Exercise aim
All entries are to be quoted exactly; the images stay out of the copy.

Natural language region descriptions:
————

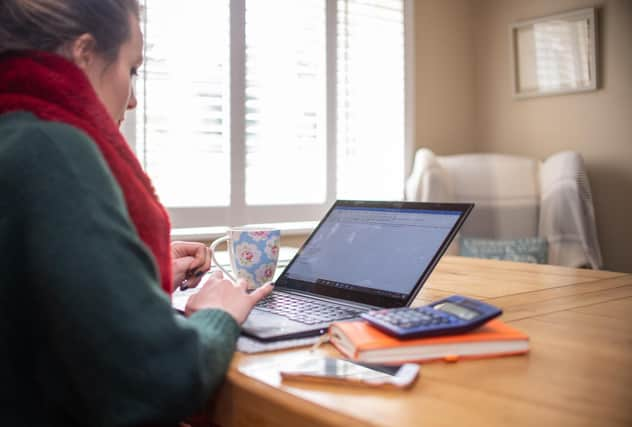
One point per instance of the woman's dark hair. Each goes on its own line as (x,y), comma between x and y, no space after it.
(49,25)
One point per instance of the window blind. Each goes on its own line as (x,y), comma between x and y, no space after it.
(182,119)
(312,110)
(370,99)
(285,102)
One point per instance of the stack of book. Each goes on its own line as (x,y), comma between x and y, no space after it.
(359,341)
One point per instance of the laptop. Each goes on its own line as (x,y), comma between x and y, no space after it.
(363,255)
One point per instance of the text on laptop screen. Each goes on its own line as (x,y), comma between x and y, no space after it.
(378,249)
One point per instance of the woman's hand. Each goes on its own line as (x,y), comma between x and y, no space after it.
(190,261)
(221,293)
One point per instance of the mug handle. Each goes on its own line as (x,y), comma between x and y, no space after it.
(212,248)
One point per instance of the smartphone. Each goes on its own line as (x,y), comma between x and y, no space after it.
(332,370)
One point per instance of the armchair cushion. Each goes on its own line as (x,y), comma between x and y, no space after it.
(529,249)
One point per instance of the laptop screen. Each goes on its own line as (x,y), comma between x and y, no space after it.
(377,253)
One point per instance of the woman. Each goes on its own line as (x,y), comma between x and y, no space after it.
(88,337)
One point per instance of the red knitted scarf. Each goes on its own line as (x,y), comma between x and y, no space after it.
(54,89)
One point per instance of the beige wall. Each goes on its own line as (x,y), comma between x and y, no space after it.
(484,117)
(444,77)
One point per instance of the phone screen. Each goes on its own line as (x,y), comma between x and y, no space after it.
(344,370)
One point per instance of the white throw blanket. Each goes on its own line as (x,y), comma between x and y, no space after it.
(516,197)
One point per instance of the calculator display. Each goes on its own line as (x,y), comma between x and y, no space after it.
(457,310)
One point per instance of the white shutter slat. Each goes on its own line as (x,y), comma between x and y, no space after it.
(182,120)
(370,99)
(285,102)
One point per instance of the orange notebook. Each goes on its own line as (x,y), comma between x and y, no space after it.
(360,341)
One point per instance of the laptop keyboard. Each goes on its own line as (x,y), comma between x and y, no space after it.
(305,310)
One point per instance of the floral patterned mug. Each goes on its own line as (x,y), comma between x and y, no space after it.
(253,254)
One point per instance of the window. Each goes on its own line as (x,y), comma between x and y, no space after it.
(265,111)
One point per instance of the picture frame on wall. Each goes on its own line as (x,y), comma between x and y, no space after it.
(554,55)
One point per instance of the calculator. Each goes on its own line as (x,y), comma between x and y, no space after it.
(452,315)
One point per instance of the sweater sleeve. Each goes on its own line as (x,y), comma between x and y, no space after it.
(113,345)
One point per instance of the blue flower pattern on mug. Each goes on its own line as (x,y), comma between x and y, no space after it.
(256,254)
(247,254)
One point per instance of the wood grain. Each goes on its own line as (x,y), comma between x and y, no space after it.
(578,371)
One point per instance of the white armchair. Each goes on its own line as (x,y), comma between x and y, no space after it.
(519,201)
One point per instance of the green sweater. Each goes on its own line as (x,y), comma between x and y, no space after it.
(87,337)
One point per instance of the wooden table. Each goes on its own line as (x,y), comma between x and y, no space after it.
(578,372)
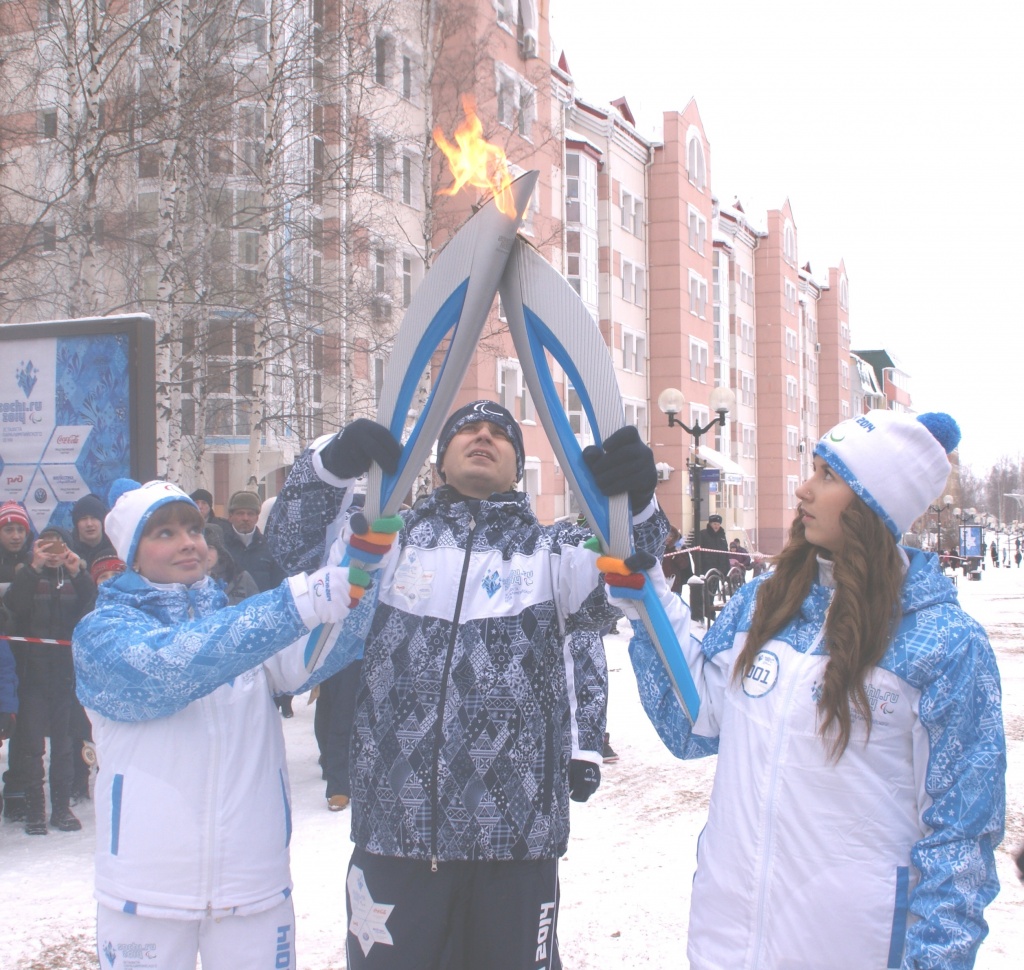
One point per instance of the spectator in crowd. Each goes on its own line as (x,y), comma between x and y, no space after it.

————

Exercise response
One point per instance of the woman's dark hair. Each goes on its own line as (x,y), comma between x and y, no space after it.
(49,25)
One point per instance of the window blind. Each goes on its own line as (x,y), comma between x and y, no space after it.
(182,119)
(312,110)
(370,99)
(285,102)
One point per instance of the stack of book. Each goes on its own line as (x,y), comma between x and y, no space after it.
(359,341)
One point per instance of the laptop. Each goes on its own line as (x,y), comma between x and y, no space after it.
(363,255)
One point per instance of the text on laptop screen. Each goes on its own line as (x,y), comma between x and y, no space after it.
(378,249)
One point per instance of the woman's hand. Each goes on its own line as (x,y), comma between x and y, no space after it.
(190,261)
(221,293)
One point per instance of the mug handle. Each goes on its own line as (x,y), comma between x and y, no space after it.
(212,248)
One point per instance of the smartphone. Each goes on its own line as (x,y), comma between x and y, no space after it.
(332,370)
One point per instance of the armchair cushion. Each goes on its own line as (x,y), comma between x and y, no space after it.
(529,249)
One point per instance of the laptop screen. Each goes on its own line as (x,y), comma between x and y, no space after it.
(377,253)
One point per instance of the woman. Each goes on its own line as (x,y), comma between x and y, no space after it.
(88,337)
One point per instance of the red knitted scarf. Each goes on its own line as (x,y), comma between x and y, no space after it.
(54,89)
One point per instance of the beige wall. Each goes on its own line as (x,y), comma between x and y, no space after it.
(484,117)
(444,77)
One point per instance of the phone screen. Each goes on its own line as (x,y), comma between x and y, no space after it.
(344,370)
One point per instance of the white throw blanket. Each goes on its own line as (x,y), comma between x and y, no space after it.
(516,197)
One point per instance of the calculator display. Each goes on its own line as (x,y), comma between x and y, no space after it.
(457,310)
One point per instance of the white shutter slat. Each goes on its own line as (x,y), comma between x and y, no space after it.
(182,120)
(370,99)
(285,102)
One point per instance of the orange notebook. Each goes on its own line as (x,y), comma between x and y, no space after it.
(360,341)
One point per instance of the laptop keyboard. Each goes on its own line as (x,y), comma between x and y, no space after it.
(305,310)
One point per instance of the floral patterned mug. Each goes on its own line as (x,y), comma between x and y, no space after it.
(253,254)
One point per instance of the window. Each goes on its own line as (x,y), comma between x and y, no space after it.
(265,111)
One point per instance of the picture frame on wall. Each goes on its own line as (x,y), comma between x and y, no space after it.
(554,55)
One point per instance of the calculator. Each goes on its own line as (x,y), comma between x and y, no space after it.
(452,315)
One point per instance of the sweater sleeve. Each goes on its own line as (x,y), comma between x and y, no space after it.
(113,345)
One point per instance of the blue flower pattern on mug. Each goes on its own line as (x,y), comma between x and y, no space after it.
(256,254)
(247,254)
One point per instance of the wood grain. Each goes on its own line as (x,y), comma between x and y, no space after it.
(578,371)
One point per instance of the white armchair. Each goes on its own line as (x,y), comma between x and y, no space after it.
(519,201)
One point per instance of the green sweater. Each goes on its own line as (x,y), comma between x and y, no space after it.
(87,337)
One point per instance of the wooden table. Each goes on its own line as (x,y), comma between x and y, no space after it.
(578,372)
One point per instance of the spectator in crowd. Each goes on its own line as (x,y), comma between x and y, no space after it.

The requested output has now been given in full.